### Extrait du document
··········
Malgré tout, la justice même insuffisante, ne doit nullement être absente dans la gestion de nos terroirs, de nos communautés, de la cité. La justice est et demeure la première réponse à la situation de crise que traverse douloureusement notre pays et qui le menace jusque dans son socle social. La justice est un rempart absolu contre les violations, contre les excès et elle est le remède des contradictions. La justice est l’obstacle face au politique. La justice est le rempart puisqu’elle limite le politique dans son dessein d’abuser du pouvoir et contre les excès des gens du pouvoir. Elle est le bouclier qui doit protéger les faibles. Elle est l’épée qui doit frapper les puissants lorsque ceux-ci dévient du droit chemin au mépris du bien commun ». Voilà un extrait de l’intervention de Me Mamadou Ismaila KONATE à la cérémonie de passation, le 30 novembre 2017, au ministère de la justice. Après sa démission du 27 novembre dernier, Me Mamadou Ismaila KONATE a remis les clés du ministère de la justice à son successeur, Hamidou Youmoussa Maïga, magistrat à la retraite originaire  de Gao. Le désormais ancien ministre de la justice a prononcé un important discours qui sera acté dans les annales.

Monsieur le Ministre,

Monsieur le Secrétaire Général,

Monsieur le Chef de cabinet,

Messieurs les Directeurs des services centraux,

Madame la Directrice de la CPS,

Monsieur l’Inspecteur en chef de l’inspection des services judiciaires,

Madame et Messieurs les Conseillers techniques,

Madame et Messieurs les chargés de mission,

Mesdames et Messieurs les cadres et agents du Ministère de la Justice,

Mesdames et Messieurs,

En votre nom et en mon nom personnel, je voudrais souhaiter la bienvenue au nouveau ministre désormais en charge de la justice dans notre pays.
··········
### Matériel recueilli
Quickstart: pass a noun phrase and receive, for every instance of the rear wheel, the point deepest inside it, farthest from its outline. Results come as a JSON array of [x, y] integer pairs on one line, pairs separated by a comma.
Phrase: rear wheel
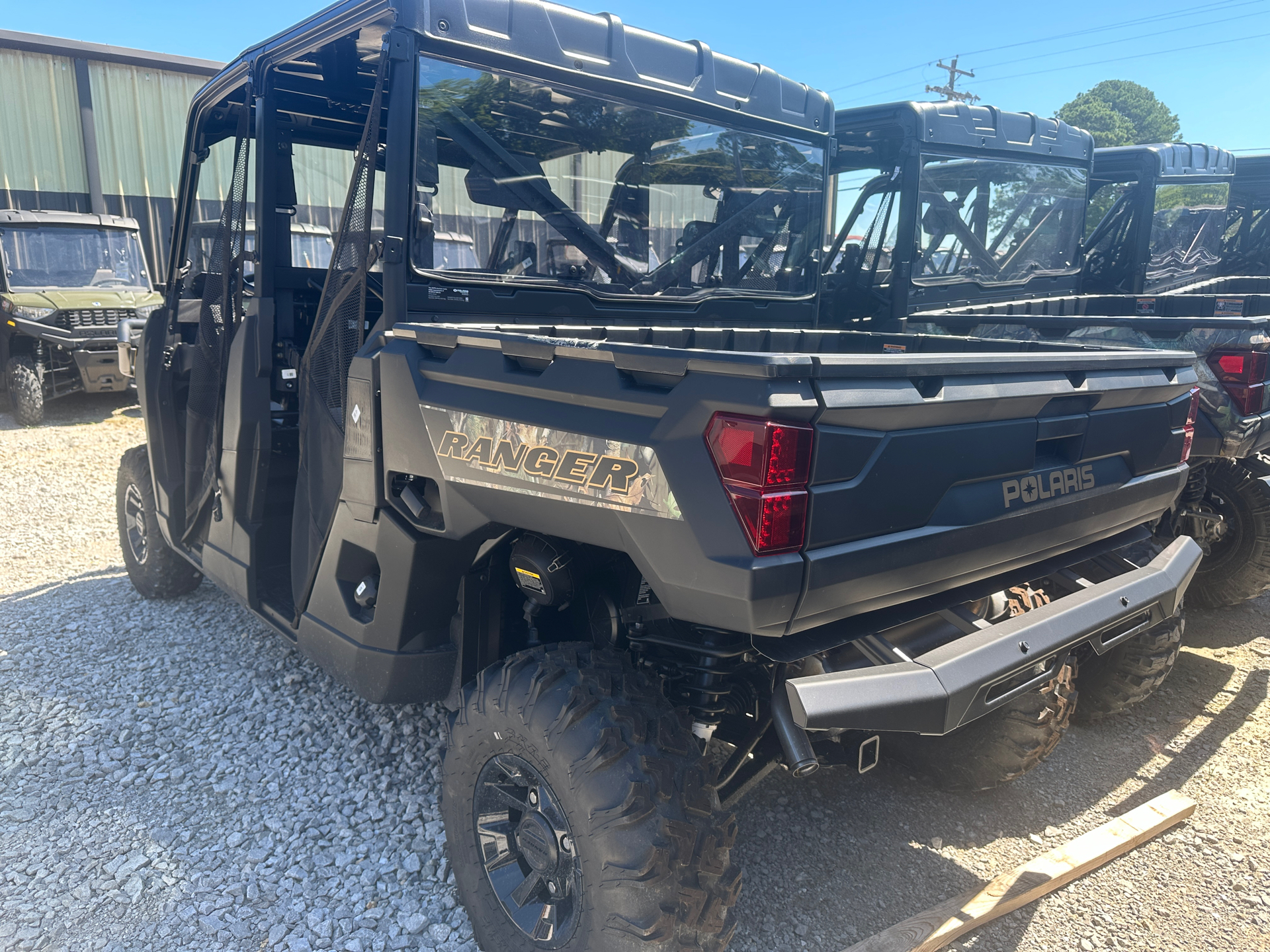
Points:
··········
### Travail à faire
Traduisez en anglais cette phrase du discours de passation au ministère de la justice : « La justice est un rempart absolu contre les violations, contre les excès et elle est le remède des contradictions. »

### La réponse
Justice is an absolute bulwark against violations, against excesses, and it is the remedy for contradictions.